Pratiquement situés au bas de l’échelle sociale (juste un peu au-dessus des vagabonds et des errants), les manouvriers constituent néanmoins un élément important de la diversité sociale du monde rural. En quoi consiste cette profession si fréquemment répandue dans les registres paroissiaux de l’Ancien régime ?

 

 

Les manouvriers, manœuvres, brassiers ou journaliers sont des paysans qui travaillent de leurs mains, avec des outils rudimentaires en bois, parfois relevés de fer (bêche, fourche, faucille, rarement une faux). Ils se distinguent surtout par le fait qu’ils ne possèdent pas de bêtes de labour, de trait, de somme, ou même de bât et n’ont jamais de cheval (trop cher !).

 

 

Même si quelques-uns sont propriétaires de leur domicile, la plupart vivent dans une maison modeste qu’ils louent à plus riche qu’eux. Celle-ci se compose généralement de quelques pièces (rarement plus de deux), d’une cour, de quelques petits bâtiments, d’un grenier pour entreposer le grain et d’un petit jardin. Elle est souvent dépourvue d’une grange et d’une écurie.

 

 

A ce bâtiment principal, s’ajoutent quelques lopins de terre où ils cultivent des poix et des fèves pour la bouillie (nourriture de base), des choux, des raves, des poireaux, des blettes, quelques fruits, parfois des ceps et du chanvre. S’ils trouvent à emprunter un attelage, ils pourront labourer leurs terres et cultiver les « céréales du pauvre » : seigle et méteil pour la confection du pain.

 

 

Leur cheptel vif se compose de quelques brebis ou chèvres qui broutent sur les chemins, les friches et les jachères. Les agneaux seront vendus au marché du bourg le plus proche. Ils possèdent également quelques cochons noirs (notamment en moyenne montagne et dans les paysages de bocage), quelques poules, un coq, parfois une vache.

• TÂCHE DEMANDÉE A: Citez fidèlement, s'il vous plaît, les lignes des enregistrements, depuis celle qui contient "Mark the sheer" jusqu'à la fin de ces enregistrements.

[Données enregistrées]
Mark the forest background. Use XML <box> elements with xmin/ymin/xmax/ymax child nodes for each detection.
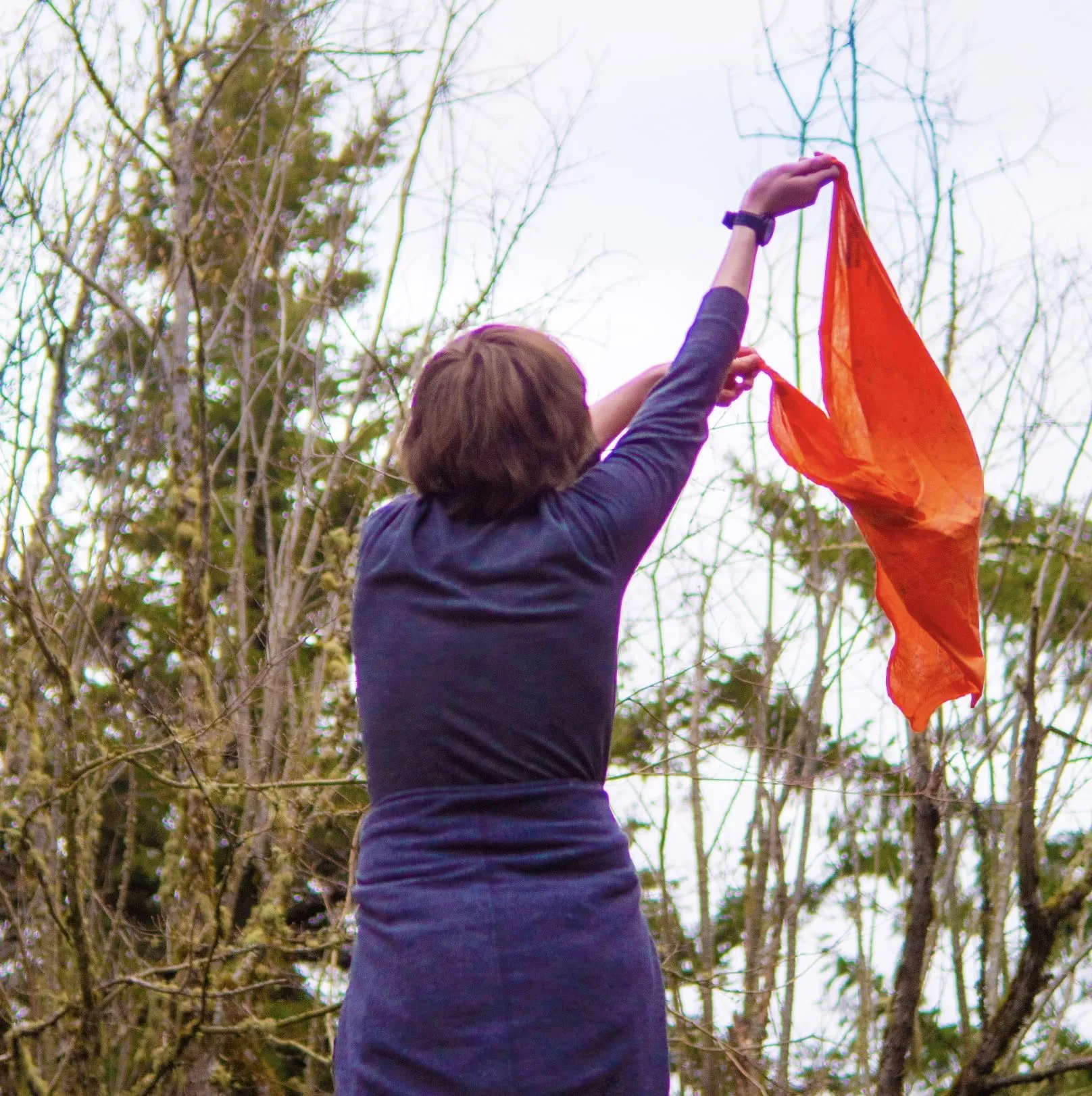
<box><xmin>0</xmin><ymin>0</ymin><xmax>1092</xmax><ymax>1096</ymax></box>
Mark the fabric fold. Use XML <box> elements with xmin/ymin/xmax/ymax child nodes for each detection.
<box><xmin>764</xmin><ymin>166</ymin><xmax>986</xmax><ymax>731</ymax></box>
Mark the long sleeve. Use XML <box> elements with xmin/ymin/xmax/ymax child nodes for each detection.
<box><xmin>560</xmin><ymin>289</ymin><xmax>747</xmax><ymax>576</ymax></box>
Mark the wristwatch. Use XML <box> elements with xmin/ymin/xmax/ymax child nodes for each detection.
<box><xmin>720</xmin><ymin>209</ymin><xmax>774</xmax><ymax>248</ymax></box>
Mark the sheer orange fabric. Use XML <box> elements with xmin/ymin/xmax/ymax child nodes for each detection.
<box><xmin>765</xmin><ymin>167</ymin><xmax>986</xmax><ymax>731</ymax></box>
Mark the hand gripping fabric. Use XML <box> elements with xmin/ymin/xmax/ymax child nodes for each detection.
<box><xmin>765</xmin><ymin>167</ymin><xmax>986</xmax><ymax>731</ymax></box>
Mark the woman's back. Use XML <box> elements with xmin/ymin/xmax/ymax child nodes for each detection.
<box><xmin>353</xmin><ymin>495</ymin><xmax>625</xmax><ymax>799</ymax></box>
<box><xmin>353</xmin><ymin>289</ymin><xmax>747</xmax><ymax>800</ymax></box>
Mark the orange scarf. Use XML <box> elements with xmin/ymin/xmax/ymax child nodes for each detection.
<box><xmin>765</xmin><ymin>167</ymin><xmax>986</xmax><ymax>731</ymax></box>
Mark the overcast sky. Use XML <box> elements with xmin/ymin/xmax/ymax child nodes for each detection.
<box><xmin>430</xmin><ymin>0</ymin><xmax>1092</xmax><ymax>403</ymax></box>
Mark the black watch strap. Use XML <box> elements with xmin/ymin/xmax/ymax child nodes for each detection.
<box><xmin>722</xmin><ymin>209</ymin><xmax>774</xmax><ymax>248</ymax></box>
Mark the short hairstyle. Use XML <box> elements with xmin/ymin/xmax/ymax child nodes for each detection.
<box><xmin>401</xmin><ymin>323</ymin><xmax>597</xmax><ymax>522</ymax></box>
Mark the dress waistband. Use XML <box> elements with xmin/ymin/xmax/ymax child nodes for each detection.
<box><xmin>357</xmin><ymin>780</ymin><xmax>632</xmax><ymax>885</ymax></box>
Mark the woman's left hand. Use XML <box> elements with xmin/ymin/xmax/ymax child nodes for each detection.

• TÂCHE DEMANDÉE B: Reproduisez sans rien changer le passage du texte sur les manouvriers, depuis "Même si quelques-uns" jusqu'à "et d’une écurie.".

• BONNE RÉPONSE A:
Mark the sheer orange fabric. Use XML <box> elements with xmin/ymin/xmax/ymax child nodes for each detection.
<box><xmin>765</xmin><ymin>167</ymin><xmax>986</xmax><ymax>731</ymax></box>
Mark the hand gripping fabric. Use XML <box> elements with xmin/ymin/xmax/ymax child nodes for each detection.
<box><xmin>765</xmin><ymin>167</ymin><xmax>986</xmax><ymax>731</ymax></box>
Mark the woman's back. Use XML <box> elements with xmin/ymin/xmax/ymax child nodes for each detection.
<box><xmin>353</xmin><ymin>495</ymin><xmax>625</xmax><ymax>799</ymax></box>
<box><xmin>353</xmin><ymin>289</ymin><xmax>747</xmax><ymax>800</ymax></box>
Mark the orange scarf. Use XML <box> elements with xmin/ymin/xmax/ymax child nodes for each detection.
<box><xmin>765</xmin><ymin>167</ymin><xmax>986</xmax><ymax>731</ymax></box>
Mark the overcast sky. Use XML <box> elements with xmin/ymin/xmax/ymax child nodes for each detection.
<box><xmin>430</xmin><ymin>0</ymin><xmax>1092</xmax><ymax>403</ymax></box>
Mark the black watch strap. Use XML <box> elements with xmin/ymin/xmax/ymax child nodes for each detection.
<box><xmin>722</xmin><ymin>209</ymin><xmax>774</xmax><ymax>248</ymax></box>
Mark the short hairstyle. Use XML <box> elements with xmin/ymin/xmax/ymax child nodes for each detection.
<box><xmin>401</xmin><ymin>323</ymin><xmax>597</xmax><ymax>522</ymax></box>
Mark the dress waistband. Use XML <box> elements with xmin/ymin/xmax/ymax child nodes for each detection.
<box><xmin>357</xmin><ymin>780</ymin><xmax>632</xmax><ymax>885</ymax></box>
Mark the woman's left hand. Use XML <box> elements with xmin/ymin/xmax/ymax child nodes for each detection.

• BONNE RÉPONSE B:
Même si quelques-uns sont propriétaires de leur domicile, la plupart vivent dans une maison modeste qu’ils louent à plus riche qu’eux. Celle-ci se compose généralement de quelques pièces (rarement plus de deux), d’une cour, de quelques petits bâtiments, d’un grenier pour entreposer le grain et d’un petit jardin. Elle est souvent dépourvue d’une grange et d’une écurie.